Selected extract.
Verinag: So tranquil, so soothing an ambience!
A famous legend attributed to Mughal emperor ‘Jahangir’ is recorded in several chronicles having said that he (Jehangir) so wished that he be buried at Verinag.
Verinag with its mighty trees, cold-water and murmuring streams nestled amidst serene pine-clad hills is situated in South Kashmir, nearly 74 Kms from Srinagar. It is considered to be the original source of river Jehlum and its waters with its tributaries like Nallah Lidder and Nallah Vishow supplying water to nearly all south Kashmir and finally merging with Jehlum.
The site also threw up several archaeological evidences of ancient period when a group of sculptures pertaining to later Lahore dynasty were exhumed from its neighbourhood. These sculptures are now displayed in the archaeological gallery of the state museum at Lal Mandi Srinagar.
These are the magnificent sculptures of various Hindu gods and goddesses raised in high relief that speak volumes about the ancient Kashmir art. Besides, Verinag has been the place of great interest for several travellers. Abul Fazl in ‘Ain-e-Akbari’ says of Verinag that it is, “a pool measuring one Jareeb, which tosses in foam with an astonishing roar and its depth is unfathomable and is surrounded by a stone-embankment.”
The initial construction work of the spring was undertaken during Jahangir’s regime ((1014-1037 A.H.) and completed by Shah Jahan (1037-1068 A.H.). The developmental work of Verinag included outlining of a garden around it, raising pillared pavilions, constructing royal bathrooms and an octagonal arcade around the spring. Jahangir, in a brief account of the spring writes, “It is an octagonal reservoir, about 20-yards near it are the remains of a place of worship for recluses; cells cut out of the rock and numerous caves. The water is exceedingly pure, although I could not guess its depth. A grain of poppy-seed is visible until it touches the bottom. There are many fish to be seen in it. As I had heard that it was unfathomable, I ordered them to throw a cord with a stone attached and when this card measured in gaz it became evident that the depth was not more than one and a half the height of a man. After my accession I ordered them to build the sides of the spring with stone, and they made a garden round it with canal and built halls and houses around it and made a place so that travellers from world over can point out a few like it.”

Extracted information.
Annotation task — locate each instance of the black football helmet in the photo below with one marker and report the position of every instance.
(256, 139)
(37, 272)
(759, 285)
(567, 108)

What this exercise asks.
A - Render this sentence from the Verinag passage above into Spanish: "These sculptures are now displayed in the archaeological gallery of the state museum at Lal Mandi Srinagar."
B - Carry the Verinag passage forward, picking up right after its final sentence.

Expected responses.
A - Estas esculturas se exhiben ahora en la galería arqueológica del museo estatal de Lal Mandi, Srinagar.

B -
Of the buildings that Jehangir ordered to be constructed here, only the range of twenty-four arches round the spring remains partially intact. The rest constructions are either in ruins or invisible.
The arcade originally formed of stone was repaired by Maharaja Ranbir Singh (1857-85 AD) in bricks. The two inscriptions rose into the wall of arcade, one by Jahangir and the other by his son Shah Jehan retain the physical memories of the monarchs. One of the inscriptions that belongs to Jahangir, reads as: Padshahi haft-Kishtiwar `adalat-gustar’ Abu-al-Muzaffar Nurud-ud-Din Jahangir Ibn Akbar Shah Ghazi Batarikhi.
Sanah 5 Julus darin Sarchashma faiz-amin nazul ajlal formudand Tarikh.
Az Jahangir Shah-e-Akbar Shah.
Inn bina Sar Kashidah bar aflak.
Abani-e-equal yaft tarikhash.
This inscription carries the foundation date as 5th regional year of Jahangir with King’s higher titles in Persian. The other inscription of Shah Jehan’s period read as:
Haider ba Hukmi Shahi
Jehan padasi dahr.
Shukre Khuda Ki Sakht
Chunin ab shar Jui.
In Jui dada ast Ziju-e-bahish yad.
Zin abshar yafta kashmir abrui.
Tarikh-e-jui guft ba gosham.
Az chashma-e-bikhif birum amadast Jui.
This inscription provides work done date as 1036 AH by one Haider, which was completed under the orders of Shah Jehan.
Since many historical sites were facing a decaying era during the turmoil period, Verinag too couldn’t remain undisturbed. The negligence by the public and state authorities turned this historical site into a ruin. The situation facilitated human vandalism that resulted in the crumbling of its olden structures. The poor maintenance of the garden, arcades and its walls also became the victim of human vandalism to the point that this magnificent historical site lost the Pillared pavilions and royal bath rooms. Although the octagonal arcade renovated in the reign of Maharaja Ranbir Singh is still intact, but in poor condition.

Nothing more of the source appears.